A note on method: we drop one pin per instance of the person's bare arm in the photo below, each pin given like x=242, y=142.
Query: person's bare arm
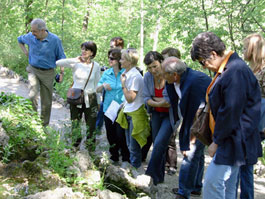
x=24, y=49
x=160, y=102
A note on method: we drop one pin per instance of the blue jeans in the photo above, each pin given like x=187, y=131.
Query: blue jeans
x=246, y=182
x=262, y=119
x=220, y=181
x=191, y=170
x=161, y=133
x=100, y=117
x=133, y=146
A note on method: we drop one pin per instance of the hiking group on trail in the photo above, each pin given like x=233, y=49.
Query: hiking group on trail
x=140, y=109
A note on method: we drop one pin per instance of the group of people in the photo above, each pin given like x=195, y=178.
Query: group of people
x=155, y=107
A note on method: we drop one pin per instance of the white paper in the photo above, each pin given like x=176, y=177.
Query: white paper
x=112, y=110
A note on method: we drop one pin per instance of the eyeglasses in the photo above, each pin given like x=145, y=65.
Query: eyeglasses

==

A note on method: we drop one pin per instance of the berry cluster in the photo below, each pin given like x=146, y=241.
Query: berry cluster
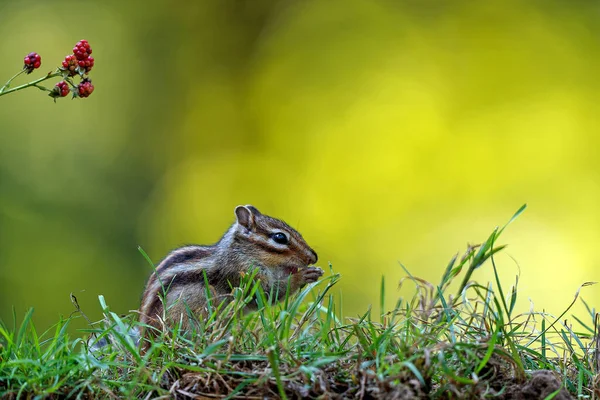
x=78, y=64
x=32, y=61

* * *

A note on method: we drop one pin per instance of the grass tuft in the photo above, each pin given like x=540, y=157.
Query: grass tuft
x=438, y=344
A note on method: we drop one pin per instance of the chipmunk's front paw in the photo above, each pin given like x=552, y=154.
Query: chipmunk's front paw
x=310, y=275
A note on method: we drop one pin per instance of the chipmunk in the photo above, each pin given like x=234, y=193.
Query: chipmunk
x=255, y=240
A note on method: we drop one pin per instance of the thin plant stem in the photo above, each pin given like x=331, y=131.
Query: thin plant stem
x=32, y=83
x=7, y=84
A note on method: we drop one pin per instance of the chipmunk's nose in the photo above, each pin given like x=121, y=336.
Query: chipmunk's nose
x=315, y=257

• What needs to be done: Copy out the rows again word for word, from the line with "like x=187, y=131." up to and including the line with "x=155, y=107".

• Output for this task:
A note on method: we drop one pin per instance of the blue jeans in the photo above, each pin given like x=187, y=131.
Query: blue jeans
x=246, y=182
x=262, y=119
x=220, y=181
x=191, y=170
x=161, y=133
x=100, y=117
x=133, y=146
A note on method: we drop one pin per instance of the hiking group on trail in the photo above, each pin given like x=233, y=49.
Query: hiking group on trail
x=140, y=109
A note on method: we drop one pin per instance of the group of people in the photo above, each pin given like x=195, y=178.
Query: group of people
x=155, y=107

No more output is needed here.